To find a suitable method for SubExample#subexample_method Ruby first looks at ancestors chain of SubExample

SubExample.ancestors # => [SubExample, Example, Object, Kernel, BasicObject]

It starts from SubExample. If we send subexample_method message Ruby chooses the one available one SubExample and ignores Example#subexample_method.

s.subexample_method # => :subexample

After SubExample it checks Example. If we send example_method Ruby checks if SubExample can reply to it or not and since it can't Ruby goes up the chain and looks into Example.

s.example_method # => :example

After Ruby checks all defined methods then it runs method_missing to see if it can reply or not. If we send missing_subexample_method Ruby won't be able to find a defined method on SubExample so it moves up to Example. It can't find a defined method on Example or any other class higher in chain either. Ruby starts over and runs method_missing. method_missing of SubExample can reply to missing_subexample_method.

GIVEN DATA:
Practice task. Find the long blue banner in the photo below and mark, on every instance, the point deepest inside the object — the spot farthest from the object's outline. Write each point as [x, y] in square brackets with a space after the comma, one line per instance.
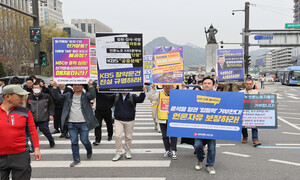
[205, 114]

PROBLEM TO SOLVE: Please copy the part of the Ruby method lookup text above that opens with the words containing "To find a suitable" and closes with "looks into Example.".

REPLY TO THE TASK:
To find a suitable method for SubExample#subexample_method Ruby first looks at ancestors chain of SubExample

SubExample.ancestors # => [SubExample, Example, Object, Kernel, BasicObject]

It starts from SubExample. If we send subexample_method message Ruby chooses the one available one SubExample and ignores Example#subexample_method.

s.subexample_method # => :subexample

After SubExample it checks Example. If we send example_method Ruby checks if SubExample can reply to it or not and since it can't Ruby goes up the chain and looks into Example.